* Kurze Aufgabe 1: Liste sämtliche Einträge der Aufzählung mit den bibliografischen Angaben aus dem Lesetext über „Meister der Wünsche“ auf.
* Kurze Aufgabe 2: Führe den Lesetext über den Roman „Meister der Wünsche“ im Anschluss an seinen letzten Satz weiter.

* Lesetext:
Meister der Wünsche - Ali Sethi

  • Taschenbuch mit 500 Seiten
    Verlag: dtv (März 2010)
    Sprache: Deutsch
    Originaltitel: The Wish Maker



    Kurzbeschreibung
    Zaki Shirazi wächst in Pakistan auf und verliert schon vor seiner Geburt den Vater durch einen Flugzeugabsturz. Mit seiner Cousine Samar Api verbindet ihn Vieles von Kindesbeinen an. Mit nur wenig Altersunterschied erleben die beiden Schulleben und Freundschaften, Krisen und Freude gemeinsam. Und obwohl sie in einem Land aufwachsen, das ihnen nicht viele Möglichkeiten bietet, und einer Familie, die zwar zu den besser situierten gehört, sich aber beileibe nicht alles leisten kann, verlieren sie die Fähigkeit, an Träumen festzuhalten und für das einzustehen, was ihnen wichtig ist. Nach einigen Jahren der Trennung sehen sich Zaki und Samar Api auf Samars Hochzeit wieder. Diese Gelegenheit nutzt Zaki, um sich mit ihrer gemeinsamen Vergangenheit auseinander zu setzen.

* Bereitgestellte Datensätze:

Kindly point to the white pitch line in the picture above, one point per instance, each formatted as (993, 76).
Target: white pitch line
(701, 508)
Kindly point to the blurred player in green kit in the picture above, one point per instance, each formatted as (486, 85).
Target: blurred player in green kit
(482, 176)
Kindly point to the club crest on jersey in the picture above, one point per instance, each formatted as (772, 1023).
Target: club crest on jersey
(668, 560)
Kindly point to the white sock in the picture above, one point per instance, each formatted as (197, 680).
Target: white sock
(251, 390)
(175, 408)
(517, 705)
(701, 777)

* Lösung der Aufgabe 1:
- Taschenbuch mit 500 Seiten
- Verlag: dtv (März 2010)
- Sprache: Deutsch
- Originaltitel: The Wish Maker

* Lösung der Aufgabe 2:
    Zum Autor
    1984 in Lahore geboren und aufgewachsen, entstammt Ali Sethi einem säkularen und äußerst exponierten Elternhaus: Der Familie der Mutter gehört ein angesehenes kritisches Wochen-Magazin, ›The Friday Times‹ (vergleichbar dem SPIEGEL), in dem beide Eltern tätig sind, Sethis Vater als Chefredakteur. Ali Sethi studierte bis 2006 in Harvard/USA South Asian Studies und Englische Literatur. Heute lebt er wieder in Lahore. Die Familie erhielt Todesdrohungen aus fundamentalistischen Kreisen, der Vater wurde mehrfach verhaftet und gefoltert, das Haus ist von amerikanischen und pakistanischen Sicherheitskräften umstellt. ›Meister der Wünsche‹ ist Ali Sethis erster, bereits im Vorfeld hoch gelobter Roman.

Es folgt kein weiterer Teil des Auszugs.